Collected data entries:
________________________
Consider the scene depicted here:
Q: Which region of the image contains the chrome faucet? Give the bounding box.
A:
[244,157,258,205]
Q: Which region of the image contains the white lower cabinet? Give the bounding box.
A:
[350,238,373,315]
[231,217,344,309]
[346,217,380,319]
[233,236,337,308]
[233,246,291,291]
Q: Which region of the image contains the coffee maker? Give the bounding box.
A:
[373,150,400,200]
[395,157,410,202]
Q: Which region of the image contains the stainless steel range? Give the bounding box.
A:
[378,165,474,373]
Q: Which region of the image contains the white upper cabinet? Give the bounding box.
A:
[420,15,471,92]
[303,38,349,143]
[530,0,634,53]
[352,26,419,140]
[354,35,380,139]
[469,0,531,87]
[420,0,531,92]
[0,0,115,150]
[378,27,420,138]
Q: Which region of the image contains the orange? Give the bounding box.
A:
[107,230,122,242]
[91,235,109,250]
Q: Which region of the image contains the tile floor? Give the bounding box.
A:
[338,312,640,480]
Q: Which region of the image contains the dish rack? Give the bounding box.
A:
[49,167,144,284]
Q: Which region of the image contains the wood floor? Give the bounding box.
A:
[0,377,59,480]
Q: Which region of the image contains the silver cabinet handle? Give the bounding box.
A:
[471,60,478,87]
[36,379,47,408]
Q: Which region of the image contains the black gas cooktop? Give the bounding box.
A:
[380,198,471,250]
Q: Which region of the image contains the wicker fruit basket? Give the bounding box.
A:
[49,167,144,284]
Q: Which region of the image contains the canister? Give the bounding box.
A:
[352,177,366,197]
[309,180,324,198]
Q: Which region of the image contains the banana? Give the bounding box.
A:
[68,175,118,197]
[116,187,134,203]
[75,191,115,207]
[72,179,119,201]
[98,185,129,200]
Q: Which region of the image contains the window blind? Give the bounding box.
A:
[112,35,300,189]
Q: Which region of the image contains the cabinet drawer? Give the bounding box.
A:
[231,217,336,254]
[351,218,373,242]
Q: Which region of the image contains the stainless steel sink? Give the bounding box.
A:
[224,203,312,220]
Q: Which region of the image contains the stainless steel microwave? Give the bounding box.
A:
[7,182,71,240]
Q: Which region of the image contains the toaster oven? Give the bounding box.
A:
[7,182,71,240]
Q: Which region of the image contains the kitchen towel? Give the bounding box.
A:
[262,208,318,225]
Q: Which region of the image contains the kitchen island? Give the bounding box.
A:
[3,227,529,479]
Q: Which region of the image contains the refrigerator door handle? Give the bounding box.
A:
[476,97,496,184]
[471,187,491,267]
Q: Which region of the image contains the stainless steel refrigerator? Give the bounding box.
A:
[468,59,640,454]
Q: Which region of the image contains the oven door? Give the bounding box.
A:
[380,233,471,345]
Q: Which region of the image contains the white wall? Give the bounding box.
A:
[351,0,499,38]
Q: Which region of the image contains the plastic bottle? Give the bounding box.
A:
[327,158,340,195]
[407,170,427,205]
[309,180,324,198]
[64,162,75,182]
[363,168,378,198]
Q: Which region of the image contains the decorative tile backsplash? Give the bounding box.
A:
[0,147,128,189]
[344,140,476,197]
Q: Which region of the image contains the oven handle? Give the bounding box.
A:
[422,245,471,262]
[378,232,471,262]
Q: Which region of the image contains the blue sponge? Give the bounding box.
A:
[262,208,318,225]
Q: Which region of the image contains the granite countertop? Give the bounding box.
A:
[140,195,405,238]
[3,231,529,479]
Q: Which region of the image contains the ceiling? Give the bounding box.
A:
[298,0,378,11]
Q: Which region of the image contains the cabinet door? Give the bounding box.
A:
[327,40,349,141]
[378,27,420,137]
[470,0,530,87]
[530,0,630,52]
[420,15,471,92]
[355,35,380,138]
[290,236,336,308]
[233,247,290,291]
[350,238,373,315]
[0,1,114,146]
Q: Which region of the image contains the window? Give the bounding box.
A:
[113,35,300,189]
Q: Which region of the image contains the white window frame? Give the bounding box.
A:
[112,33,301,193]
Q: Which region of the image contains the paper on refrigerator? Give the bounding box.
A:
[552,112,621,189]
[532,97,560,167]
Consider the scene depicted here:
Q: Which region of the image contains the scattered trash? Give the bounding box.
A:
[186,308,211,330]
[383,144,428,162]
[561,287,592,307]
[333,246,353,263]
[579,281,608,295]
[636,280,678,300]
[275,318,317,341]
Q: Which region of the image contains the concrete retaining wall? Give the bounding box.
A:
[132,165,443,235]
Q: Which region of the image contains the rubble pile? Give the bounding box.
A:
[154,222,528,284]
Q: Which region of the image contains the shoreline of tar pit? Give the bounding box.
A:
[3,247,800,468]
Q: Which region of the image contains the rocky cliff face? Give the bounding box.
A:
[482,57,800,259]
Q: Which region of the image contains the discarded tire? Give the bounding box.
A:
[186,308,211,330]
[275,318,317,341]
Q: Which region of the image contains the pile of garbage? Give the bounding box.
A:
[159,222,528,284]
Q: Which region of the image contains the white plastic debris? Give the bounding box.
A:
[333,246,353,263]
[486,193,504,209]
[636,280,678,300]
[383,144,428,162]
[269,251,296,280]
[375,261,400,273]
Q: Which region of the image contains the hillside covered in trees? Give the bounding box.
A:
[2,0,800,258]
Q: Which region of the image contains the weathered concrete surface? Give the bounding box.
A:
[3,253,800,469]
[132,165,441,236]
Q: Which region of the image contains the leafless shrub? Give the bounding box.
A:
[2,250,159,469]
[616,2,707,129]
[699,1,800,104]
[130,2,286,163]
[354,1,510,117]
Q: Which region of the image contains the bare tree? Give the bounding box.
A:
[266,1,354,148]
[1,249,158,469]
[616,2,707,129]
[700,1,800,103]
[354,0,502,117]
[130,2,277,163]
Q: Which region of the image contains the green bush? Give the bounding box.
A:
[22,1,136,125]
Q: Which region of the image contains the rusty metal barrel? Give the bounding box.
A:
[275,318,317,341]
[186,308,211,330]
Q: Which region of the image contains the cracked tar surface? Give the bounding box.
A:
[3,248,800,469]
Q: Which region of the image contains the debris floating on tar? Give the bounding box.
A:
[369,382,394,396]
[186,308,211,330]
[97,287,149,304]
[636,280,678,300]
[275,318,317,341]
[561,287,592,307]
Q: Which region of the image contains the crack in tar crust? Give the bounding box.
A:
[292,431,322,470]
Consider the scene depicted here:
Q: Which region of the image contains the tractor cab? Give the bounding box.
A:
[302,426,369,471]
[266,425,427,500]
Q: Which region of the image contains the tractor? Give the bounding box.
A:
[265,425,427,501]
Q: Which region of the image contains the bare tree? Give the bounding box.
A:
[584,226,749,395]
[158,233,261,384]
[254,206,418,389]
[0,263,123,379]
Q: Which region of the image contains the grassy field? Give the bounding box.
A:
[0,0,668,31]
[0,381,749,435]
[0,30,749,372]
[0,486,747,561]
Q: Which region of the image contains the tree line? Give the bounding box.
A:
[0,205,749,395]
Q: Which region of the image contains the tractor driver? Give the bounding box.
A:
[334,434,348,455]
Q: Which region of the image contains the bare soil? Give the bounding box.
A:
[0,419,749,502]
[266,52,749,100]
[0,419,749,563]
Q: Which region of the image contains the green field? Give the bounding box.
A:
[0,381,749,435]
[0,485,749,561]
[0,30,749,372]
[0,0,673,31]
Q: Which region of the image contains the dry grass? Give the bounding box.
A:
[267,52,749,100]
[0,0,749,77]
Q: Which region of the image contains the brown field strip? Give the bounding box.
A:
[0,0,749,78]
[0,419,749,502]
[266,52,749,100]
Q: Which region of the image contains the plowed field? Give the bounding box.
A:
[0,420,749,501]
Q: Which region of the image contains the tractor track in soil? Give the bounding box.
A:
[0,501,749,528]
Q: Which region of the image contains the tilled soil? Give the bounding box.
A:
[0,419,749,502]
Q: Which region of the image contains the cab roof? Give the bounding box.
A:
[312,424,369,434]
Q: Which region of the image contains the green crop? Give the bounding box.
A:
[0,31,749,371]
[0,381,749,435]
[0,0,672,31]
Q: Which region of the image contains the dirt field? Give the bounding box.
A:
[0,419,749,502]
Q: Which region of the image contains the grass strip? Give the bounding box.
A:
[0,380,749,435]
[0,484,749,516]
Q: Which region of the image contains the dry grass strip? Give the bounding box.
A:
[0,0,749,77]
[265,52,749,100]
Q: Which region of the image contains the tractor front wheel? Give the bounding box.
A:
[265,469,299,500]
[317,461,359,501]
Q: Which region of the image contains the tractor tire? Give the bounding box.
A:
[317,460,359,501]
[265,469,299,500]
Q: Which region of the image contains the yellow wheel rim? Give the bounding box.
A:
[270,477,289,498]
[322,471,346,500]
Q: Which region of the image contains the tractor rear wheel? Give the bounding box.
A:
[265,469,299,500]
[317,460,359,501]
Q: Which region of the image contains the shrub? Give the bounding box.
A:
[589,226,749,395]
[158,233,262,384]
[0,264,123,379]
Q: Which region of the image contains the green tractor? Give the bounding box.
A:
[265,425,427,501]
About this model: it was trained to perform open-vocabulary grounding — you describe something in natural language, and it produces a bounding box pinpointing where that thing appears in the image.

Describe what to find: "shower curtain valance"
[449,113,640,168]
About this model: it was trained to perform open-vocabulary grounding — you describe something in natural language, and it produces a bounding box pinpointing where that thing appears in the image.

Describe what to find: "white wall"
________________________
What you should do: Copy out the records from their first line through the line containing "[244,157,258,205]", replacing "chrome faucet" with "kitchen faucet" and changing nothing else.

Exercise response:
Consider the scene depicted here:
Q: Which region of the image contains the kitchen faucet? Give the bounding box.
A:
[244,157,258,205]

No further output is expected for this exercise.